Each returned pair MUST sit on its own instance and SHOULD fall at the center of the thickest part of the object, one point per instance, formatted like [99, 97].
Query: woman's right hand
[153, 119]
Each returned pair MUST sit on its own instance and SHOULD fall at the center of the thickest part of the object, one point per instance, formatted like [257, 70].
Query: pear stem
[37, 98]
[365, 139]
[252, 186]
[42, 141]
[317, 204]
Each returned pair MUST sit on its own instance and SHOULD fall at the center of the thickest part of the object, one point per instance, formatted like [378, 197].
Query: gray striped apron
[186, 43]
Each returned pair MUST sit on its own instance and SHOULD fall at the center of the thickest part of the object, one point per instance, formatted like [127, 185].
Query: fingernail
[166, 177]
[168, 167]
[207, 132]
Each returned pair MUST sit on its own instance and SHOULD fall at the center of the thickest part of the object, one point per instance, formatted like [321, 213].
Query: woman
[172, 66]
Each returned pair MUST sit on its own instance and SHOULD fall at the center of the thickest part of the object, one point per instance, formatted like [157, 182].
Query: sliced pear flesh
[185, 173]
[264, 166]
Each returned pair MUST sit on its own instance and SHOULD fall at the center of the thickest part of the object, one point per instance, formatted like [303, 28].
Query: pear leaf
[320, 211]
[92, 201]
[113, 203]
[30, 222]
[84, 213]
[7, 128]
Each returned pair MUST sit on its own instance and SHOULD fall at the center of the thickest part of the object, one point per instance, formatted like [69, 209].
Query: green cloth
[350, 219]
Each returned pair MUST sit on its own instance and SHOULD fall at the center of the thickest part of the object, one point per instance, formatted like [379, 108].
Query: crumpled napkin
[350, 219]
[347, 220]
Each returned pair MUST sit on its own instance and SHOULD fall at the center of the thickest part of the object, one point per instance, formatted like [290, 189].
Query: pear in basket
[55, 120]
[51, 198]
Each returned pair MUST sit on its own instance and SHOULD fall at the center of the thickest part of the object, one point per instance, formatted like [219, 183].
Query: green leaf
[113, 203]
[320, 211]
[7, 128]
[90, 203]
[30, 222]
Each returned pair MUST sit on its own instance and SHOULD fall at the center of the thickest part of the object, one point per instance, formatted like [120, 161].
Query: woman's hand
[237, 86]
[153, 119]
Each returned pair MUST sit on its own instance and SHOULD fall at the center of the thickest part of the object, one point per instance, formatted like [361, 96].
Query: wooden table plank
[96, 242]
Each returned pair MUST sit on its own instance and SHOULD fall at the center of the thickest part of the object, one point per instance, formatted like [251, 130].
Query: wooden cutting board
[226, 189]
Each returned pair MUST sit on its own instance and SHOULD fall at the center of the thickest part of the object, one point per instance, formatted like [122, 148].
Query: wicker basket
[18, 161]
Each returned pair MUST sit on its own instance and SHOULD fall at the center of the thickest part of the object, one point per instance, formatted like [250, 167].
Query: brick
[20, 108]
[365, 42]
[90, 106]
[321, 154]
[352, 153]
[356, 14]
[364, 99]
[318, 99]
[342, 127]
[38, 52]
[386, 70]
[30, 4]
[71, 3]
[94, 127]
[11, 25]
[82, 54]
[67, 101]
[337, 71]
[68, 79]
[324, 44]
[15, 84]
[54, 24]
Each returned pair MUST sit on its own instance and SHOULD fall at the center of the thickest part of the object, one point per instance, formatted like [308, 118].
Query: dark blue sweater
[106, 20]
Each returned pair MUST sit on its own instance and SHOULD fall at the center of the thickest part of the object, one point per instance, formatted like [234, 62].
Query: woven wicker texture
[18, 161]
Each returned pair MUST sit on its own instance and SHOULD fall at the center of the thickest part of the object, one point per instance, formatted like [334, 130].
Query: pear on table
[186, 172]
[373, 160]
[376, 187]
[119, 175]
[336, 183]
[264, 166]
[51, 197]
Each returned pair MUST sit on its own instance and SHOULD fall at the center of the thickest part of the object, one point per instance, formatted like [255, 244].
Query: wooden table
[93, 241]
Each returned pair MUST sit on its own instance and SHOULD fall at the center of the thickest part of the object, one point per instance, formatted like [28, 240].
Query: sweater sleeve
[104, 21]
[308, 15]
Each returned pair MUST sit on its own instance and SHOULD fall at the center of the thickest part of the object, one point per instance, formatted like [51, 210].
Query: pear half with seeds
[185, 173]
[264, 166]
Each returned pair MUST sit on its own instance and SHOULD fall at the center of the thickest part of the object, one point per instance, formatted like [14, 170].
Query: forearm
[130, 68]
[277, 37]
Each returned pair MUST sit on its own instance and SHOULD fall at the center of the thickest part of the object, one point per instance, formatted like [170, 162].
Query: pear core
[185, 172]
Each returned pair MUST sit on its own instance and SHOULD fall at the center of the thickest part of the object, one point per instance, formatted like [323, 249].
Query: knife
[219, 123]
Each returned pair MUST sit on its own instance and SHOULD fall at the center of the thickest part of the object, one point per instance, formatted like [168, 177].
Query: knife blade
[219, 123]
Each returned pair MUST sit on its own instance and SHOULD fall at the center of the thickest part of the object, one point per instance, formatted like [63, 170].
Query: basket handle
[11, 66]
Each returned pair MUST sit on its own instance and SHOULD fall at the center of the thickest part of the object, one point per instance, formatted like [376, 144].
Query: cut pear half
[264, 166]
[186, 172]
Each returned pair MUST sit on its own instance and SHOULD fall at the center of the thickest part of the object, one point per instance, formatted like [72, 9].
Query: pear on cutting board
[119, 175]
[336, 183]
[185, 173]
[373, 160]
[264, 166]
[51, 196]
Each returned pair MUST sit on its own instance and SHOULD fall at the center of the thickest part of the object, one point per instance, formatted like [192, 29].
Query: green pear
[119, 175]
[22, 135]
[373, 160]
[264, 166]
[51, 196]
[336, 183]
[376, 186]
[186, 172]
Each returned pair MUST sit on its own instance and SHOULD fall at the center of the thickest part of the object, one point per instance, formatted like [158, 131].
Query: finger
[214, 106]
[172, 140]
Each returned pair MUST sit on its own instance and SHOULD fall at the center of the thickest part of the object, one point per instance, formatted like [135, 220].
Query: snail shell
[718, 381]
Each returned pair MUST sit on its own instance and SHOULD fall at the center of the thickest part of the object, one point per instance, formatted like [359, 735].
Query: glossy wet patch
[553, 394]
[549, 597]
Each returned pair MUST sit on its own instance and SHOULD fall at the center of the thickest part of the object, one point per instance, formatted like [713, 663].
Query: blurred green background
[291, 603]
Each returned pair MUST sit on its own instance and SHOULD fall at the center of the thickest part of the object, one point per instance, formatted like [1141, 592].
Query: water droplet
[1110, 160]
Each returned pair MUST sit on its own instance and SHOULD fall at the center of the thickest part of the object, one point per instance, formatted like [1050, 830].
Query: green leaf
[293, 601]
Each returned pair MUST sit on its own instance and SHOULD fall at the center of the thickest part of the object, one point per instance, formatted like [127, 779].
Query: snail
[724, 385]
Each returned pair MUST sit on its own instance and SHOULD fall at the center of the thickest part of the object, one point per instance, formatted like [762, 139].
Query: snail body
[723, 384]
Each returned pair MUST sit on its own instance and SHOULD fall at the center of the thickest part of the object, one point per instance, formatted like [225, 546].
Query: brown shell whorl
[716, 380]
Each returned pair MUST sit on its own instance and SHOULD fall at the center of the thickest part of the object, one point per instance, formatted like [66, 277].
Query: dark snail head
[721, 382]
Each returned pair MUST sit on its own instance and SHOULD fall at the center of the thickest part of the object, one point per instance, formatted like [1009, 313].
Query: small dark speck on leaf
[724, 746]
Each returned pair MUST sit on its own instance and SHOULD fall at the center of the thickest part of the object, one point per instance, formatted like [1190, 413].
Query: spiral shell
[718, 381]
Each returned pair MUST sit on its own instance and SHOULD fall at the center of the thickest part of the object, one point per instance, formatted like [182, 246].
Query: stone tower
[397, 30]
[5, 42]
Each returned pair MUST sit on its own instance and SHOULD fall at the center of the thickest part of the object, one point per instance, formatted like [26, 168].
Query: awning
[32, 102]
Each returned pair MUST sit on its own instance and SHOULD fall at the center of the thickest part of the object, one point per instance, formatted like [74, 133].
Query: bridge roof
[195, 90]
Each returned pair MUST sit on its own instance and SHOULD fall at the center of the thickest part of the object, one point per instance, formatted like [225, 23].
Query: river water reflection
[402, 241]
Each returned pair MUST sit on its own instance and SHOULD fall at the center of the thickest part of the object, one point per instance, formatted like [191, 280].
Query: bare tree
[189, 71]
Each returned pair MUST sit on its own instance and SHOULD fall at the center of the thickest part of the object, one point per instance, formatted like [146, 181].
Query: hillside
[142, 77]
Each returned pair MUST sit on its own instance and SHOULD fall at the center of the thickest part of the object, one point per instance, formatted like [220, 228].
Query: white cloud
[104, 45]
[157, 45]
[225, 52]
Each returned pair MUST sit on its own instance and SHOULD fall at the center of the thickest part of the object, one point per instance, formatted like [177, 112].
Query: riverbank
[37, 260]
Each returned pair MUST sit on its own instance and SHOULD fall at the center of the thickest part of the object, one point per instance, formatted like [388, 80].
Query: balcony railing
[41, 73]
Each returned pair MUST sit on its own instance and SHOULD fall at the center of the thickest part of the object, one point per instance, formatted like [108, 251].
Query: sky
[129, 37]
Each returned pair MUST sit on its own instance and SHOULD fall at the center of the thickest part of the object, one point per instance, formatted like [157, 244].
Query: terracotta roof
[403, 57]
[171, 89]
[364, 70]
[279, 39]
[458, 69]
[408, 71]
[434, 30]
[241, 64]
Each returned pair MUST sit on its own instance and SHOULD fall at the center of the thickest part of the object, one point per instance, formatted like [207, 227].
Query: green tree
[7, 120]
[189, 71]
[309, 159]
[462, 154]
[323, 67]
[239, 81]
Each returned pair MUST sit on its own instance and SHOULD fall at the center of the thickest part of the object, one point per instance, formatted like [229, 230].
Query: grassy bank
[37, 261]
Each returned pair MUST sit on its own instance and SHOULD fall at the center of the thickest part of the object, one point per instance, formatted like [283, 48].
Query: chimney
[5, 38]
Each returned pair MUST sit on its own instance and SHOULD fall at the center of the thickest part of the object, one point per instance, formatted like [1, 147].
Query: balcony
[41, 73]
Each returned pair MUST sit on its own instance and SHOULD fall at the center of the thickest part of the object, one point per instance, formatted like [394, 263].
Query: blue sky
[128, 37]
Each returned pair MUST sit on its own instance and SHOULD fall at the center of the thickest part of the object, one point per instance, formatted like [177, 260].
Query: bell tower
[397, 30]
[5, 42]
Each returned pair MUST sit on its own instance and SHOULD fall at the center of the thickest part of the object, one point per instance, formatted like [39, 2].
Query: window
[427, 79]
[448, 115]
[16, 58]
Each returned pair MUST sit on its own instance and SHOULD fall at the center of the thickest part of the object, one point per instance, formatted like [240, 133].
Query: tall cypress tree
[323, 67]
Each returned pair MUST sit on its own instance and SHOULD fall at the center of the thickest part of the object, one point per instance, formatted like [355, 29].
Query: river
════════════════════
> **WORK ORDER**: Would you please copy exactly the part of the entries above that begins at the line containing "Query: small dark speck on leaf" and ends at the line containing "like [157, 244].", both lines included?

> **ANSWER TO THIS PROBLEM**:
Query: small dark speck on leaf
[724, 746]
Each returned pair MUST sit on its own instance and SHOULD fall at the center of the thickest part of the object, one point per instance, formatted like [1190, 413].
Query: spiral shell
[718, 381]
Each returned pair MUST sit on its own instance and SHOULD fall at the center of the thickest part of the object, one point per instance, formatted like [182, 246].
Query: stone tower
[397, 30]
[5, 42]
Each returned pair MUST sit on its own instance and SHOULD fall at the center of the thickest part of the object, one point per instance, formatted like [26, 168].
Query: awning
[32, 102]
Each returned pair MUST sit on its own instance and SHOULD fall at the center of the thickest part of the object, one point per instance, formatted like [74, 133].
Query: bridge roof
[195, 90]
Each returned pair MUST sit on its own instance and SHOULD fall at the center of the thickest part of the object, one point per instance, formatted like [225, 23].
Query: river water reflection
[402, 241]
Each returned pair MUST sit on its own instance and SHOULD fall at the center of the thickest part of the object, one point per instance, formatted like [191, 280].
Query: bare tree
[189, 71]
Each returned pair MUST sit on its own instance and SHOULD fall at the center of the thickest part of the object, one point per instance, formatted like [146, 181].
Query: hillside
[142, 77]
Each returned pair MUST sit on its own instance and SHOULD fall at the center of the thickest part of the object, one point per instance, formatted like [220, 228].
Query: white cloud
[104, 45]
[157, 45]
[225, 52]
Each returned pair MUST sit on its own instance and SHOULD fall at the center of the thickest part of the object, one point per instance, formatted like [177, 112].
Query: riverbank
[37, 260]
Each returned pair MUST sit on its own instance and SHOULD fall at the center of the thickest part of the object, one point per instance, formatted like [388, 80].
Query: balcony railing
[41, 73]
Each returned pair MUST sit on its own instance and SHOULD fall at the center of the thickest part of the object, one point per instance, formatted like [108, 251].
Query: sky
[129, 37]
Each returned pair MUST sit on its own instance and SHOULD fall at the center of the thickest part of the object, one point per instance, formatted like [157, 244].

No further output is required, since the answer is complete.